### Exercise objective
Copy out every line below that contains the word "short".

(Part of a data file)
☆ ☆ ☆ ☆

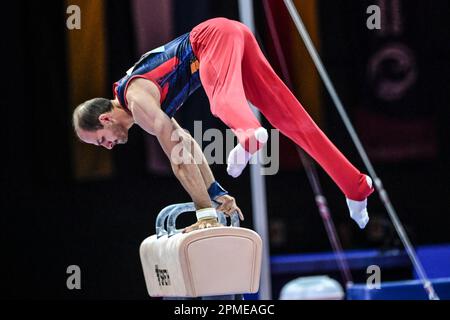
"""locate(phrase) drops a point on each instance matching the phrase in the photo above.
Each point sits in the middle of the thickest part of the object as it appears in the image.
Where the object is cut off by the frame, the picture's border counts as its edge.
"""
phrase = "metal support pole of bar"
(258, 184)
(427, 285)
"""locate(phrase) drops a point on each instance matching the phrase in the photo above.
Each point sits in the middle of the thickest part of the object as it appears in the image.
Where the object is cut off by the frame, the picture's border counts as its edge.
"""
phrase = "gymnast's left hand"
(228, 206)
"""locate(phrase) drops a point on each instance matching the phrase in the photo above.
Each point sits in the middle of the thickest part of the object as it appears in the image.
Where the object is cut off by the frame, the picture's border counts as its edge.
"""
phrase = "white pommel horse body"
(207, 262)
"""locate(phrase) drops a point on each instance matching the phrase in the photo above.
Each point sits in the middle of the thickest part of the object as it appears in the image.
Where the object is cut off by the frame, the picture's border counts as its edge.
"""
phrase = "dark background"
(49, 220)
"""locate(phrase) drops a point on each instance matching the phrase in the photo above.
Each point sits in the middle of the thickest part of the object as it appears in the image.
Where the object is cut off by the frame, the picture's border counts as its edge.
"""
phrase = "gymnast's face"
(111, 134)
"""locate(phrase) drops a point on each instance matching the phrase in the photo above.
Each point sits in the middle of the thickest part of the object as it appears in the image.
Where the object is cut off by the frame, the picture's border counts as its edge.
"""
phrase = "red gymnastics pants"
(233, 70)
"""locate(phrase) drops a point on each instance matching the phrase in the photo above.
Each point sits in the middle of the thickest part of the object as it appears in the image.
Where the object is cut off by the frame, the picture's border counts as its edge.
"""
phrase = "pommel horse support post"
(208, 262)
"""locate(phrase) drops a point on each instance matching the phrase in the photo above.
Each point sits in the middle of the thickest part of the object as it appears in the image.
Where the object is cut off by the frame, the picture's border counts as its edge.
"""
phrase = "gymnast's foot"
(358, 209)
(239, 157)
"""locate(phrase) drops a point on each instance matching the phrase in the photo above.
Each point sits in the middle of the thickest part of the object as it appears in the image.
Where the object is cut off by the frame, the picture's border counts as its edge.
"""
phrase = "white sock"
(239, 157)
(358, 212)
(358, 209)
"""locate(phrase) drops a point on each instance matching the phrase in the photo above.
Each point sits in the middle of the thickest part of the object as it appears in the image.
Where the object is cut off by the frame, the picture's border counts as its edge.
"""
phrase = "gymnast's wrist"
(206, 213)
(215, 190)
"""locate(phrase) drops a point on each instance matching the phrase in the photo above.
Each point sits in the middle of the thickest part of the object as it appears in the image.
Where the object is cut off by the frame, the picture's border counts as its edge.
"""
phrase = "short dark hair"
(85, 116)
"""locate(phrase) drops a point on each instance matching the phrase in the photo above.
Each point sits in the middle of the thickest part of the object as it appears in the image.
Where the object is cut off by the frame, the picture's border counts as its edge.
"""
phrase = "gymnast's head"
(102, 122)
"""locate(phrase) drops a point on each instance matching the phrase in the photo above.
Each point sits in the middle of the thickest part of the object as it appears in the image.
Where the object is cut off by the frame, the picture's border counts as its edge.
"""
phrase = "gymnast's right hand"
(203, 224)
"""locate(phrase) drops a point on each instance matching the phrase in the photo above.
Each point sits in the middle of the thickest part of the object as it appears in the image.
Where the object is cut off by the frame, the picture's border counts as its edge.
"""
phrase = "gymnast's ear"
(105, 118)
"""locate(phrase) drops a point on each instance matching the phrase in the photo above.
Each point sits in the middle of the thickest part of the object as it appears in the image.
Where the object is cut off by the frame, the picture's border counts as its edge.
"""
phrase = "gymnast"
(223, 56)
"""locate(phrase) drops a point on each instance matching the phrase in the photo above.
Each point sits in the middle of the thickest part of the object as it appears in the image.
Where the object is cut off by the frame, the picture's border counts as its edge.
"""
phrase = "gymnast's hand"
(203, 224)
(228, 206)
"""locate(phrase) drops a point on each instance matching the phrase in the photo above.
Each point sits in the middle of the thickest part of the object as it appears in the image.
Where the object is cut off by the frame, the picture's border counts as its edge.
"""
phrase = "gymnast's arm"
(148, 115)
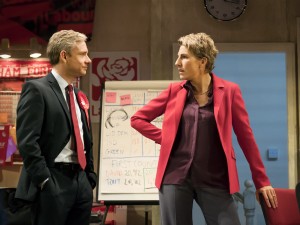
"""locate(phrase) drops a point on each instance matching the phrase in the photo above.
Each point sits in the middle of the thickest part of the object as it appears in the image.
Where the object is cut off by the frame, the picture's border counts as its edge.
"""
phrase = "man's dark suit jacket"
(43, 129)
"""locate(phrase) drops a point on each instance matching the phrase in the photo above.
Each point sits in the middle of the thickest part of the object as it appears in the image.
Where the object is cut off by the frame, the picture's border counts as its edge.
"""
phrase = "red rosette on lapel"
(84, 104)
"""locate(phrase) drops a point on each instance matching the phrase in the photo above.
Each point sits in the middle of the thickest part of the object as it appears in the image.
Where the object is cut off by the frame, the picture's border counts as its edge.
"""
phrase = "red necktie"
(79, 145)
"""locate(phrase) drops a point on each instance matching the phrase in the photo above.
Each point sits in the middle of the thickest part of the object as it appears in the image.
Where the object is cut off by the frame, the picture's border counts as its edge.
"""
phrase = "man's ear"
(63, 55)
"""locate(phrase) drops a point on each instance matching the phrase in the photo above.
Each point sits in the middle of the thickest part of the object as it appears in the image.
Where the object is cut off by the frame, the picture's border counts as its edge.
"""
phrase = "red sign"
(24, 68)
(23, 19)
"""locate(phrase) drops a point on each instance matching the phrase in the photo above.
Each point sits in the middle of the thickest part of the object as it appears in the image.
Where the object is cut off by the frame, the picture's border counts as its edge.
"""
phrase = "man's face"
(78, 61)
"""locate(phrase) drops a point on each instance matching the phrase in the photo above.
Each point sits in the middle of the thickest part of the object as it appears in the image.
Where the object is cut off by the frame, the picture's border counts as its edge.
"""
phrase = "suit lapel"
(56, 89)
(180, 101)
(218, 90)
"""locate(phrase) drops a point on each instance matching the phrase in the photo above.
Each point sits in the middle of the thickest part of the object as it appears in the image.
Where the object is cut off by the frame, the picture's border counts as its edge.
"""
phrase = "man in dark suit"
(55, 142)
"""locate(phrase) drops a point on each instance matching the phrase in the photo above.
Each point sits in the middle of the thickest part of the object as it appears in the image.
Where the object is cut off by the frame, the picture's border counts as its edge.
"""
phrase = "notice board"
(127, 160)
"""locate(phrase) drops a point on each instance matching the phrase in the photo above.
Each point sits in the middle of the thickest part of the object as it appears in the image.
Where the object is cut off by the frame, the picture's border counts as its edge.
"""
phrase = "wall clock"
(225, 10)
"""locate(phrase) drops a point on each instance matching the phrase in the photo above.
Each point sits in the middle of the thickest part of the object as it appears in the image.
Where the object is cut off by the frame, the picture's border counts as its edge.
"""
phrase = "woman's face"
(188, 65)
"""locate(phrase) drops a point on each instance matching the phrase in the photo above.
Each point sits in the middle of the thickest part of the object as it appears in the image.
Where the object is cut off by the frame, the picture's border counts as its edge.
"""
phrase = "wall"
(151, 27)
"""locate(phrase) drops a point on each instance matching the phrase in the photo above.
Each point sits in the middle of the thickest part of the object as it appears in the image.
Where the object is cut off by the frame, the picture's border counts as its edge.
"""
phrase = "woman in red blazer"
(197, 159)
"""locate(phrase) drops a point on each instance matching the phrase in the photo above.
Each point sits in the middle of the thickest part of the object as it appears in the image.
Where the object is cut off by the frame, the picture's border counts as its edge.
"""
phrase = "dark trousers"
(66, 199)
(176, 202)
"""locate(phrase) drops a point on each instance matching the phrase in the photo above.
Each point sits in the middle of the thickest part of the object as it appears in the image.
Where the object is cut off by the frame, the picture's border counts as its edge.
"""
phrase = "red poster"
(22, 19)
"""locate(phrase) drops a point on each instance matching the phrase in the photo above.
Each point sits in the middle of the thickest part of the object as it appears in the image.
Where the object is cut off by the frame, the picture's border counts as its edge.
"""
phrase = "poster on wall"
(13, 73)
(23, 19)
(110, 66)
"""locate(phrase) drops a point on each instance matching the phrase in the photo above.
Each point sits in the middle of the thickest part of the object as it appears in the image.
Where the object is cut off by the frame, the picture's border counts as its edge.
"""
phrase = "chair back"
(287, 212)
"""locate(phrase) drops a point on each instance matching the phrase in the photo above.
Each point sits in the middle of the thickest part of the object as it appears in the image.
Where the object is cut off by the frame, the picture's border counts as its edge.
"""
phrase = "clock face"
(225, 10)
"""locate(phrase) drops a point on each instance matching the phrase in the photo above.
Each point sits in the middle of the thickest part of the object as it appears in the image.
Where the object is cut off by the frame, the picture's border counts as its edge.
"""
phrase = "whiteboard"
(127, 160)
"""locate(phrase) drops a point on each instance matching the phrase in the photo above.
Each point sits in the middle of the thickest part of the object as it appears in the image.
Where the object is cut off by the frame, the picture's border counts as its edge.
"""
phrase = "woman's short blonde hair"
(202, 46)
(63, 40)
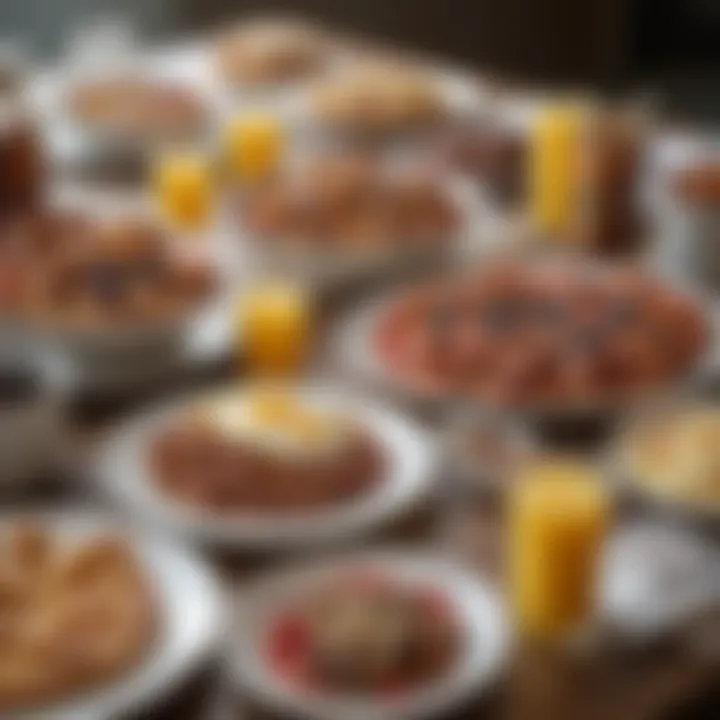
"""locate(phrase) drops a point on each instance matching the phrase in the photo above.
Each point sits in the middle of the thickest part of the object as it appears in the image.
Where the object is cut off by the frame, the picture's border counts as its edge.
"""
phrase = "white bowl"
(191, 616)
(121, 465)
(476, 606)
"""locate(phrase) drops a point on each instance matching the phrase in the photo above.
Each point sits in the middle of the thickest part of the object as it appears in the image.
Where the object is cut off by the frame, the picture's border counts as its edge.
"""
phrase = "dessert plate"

☆ ☆ ☆ ☆

### Written response
phrase = "short dark hair"
phrase = "woman's short blonde hair"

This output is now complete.